> **Document extract**
==============================

Most of what we know about the ancient
people that inhabited Arizona relies on inference and circumstantial evidence.
Almost everything about them is shrouded in mystery.
There were actually
several different, though related, groups of ancient Indians that left pueblo
and cliff dwelling ruins in the Four Corners area on into southern Arizona and
New Mexico. The most well known of these are the Anasazi (Navajo for
"ancient ones"), who lived in the Four Corners area for about 2000
years.
The first known
people in the Southwest were basketmakers and had no metal, pottery, cotton or
wool; and no draught or pack animals. Sandals from yucca fiber were an
essential garment. They left very little trace, and the facts of their lives in
prehistoric times are obscure.
They utilized wood,
bone, stone, plant fibers, and hair. Basket maker men usually wore their hair
long, while mummies of the women have hair hacked off with a stone
knife to a length of two or three inches, and of varying lengths, suggesting
that they cut their hair as the need for weaving material arose.
The ancient people
produced all that they needed to survive and provided a base from which arose
the high culture that culminated in the great communal dwellings of later
times.
Early inhabitants
of the Verde Valley were the Hohokam and later the Sinaqua at
Tuzigoot. The Mogollon and Salado
occupied nearby regions of Arizona during much of the same time.
The Sinagua were
pithouse dwellers and dry farmers, dependent on rain for their crops. The
pithouse was constructed with a shallow rectangular, but round-cornered pit
which was covered with a superstructure of poles, brush and clay.
In 1066 Sunset
Crater erupted, covering 800 square miles with black ash, and forcing the
inhabitants to flee the lower slopes of the San Francisco Mountains. The
Sinagua returned to the Verde River along with Hohokam and Pueblo people, each
bringing their own special traits.
The move altered
Sinagua culture in two important ways: they adopted the irrigation system of
the Hohokam, and they began to build above ground masonry dwellings, an idea
they may have borrowed from the Anasazi to the north.
At first, masonry
was used to replace timbers in pit houses, but in a very short time the Sinagua
people began building surface masonry dwellings and multi-roomed pueblos became
the rule. It is believed that originally each home had its own shrine but
eventually the kiva was a separate structure used for religious ceremonial
purposes among the Pueblo Indians.

==============================

> **Data shown**
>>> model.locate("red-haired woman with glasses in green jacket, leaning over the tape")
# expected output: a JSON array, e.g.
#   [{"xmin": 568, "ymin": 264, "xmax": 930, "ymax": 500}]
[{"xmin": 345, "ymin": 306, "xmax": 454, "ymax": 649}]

==============================

> **Work item A**
In the passage on ancient Arizona peoples, swap "pithouse" for "pit house" and write out the part that opens with the words containing "The Sinagua were" and closes with "own special traits.".
> **Work item B**
Decide whether each statement agrees with the passage on ancient Arizona peoples, answering yes or no and quoting the words that settle it. (i) The Anasazi lived in the Four Corners area for about 2000 years. (ii) The first known people in the Southwest made pottery. (iii) Sunset Crater's eruption covered 800 square miles with black ash.
The listing has no connection to the passage on ancient Arizona peoples.

> **Response A**
The Sinagua were
pit house dwellers and dry farmers, dependent on rain for their crops. The
pit house was constructed with a shallow rectangular, but round-cornered pit
which was covered with a superstructure of poles, brush and clay.
In 1066 Sunset
Crater erupted, covering 800 square miles with black ash, and forcing the
inhabitants to flee the lower slopes of the San Francisco Mountains. The
Sinagua returned to the Verde River along with Hohokam and Pueblo people, each
bringing their own special traits.

> **Response B**
(i) Yes: "who lived in the Four Corners area for about 2000 years"
(ii) No: "had no metal, pottery, cotton or wool"
(iii) Yes: "covering 800 square miles with black ash"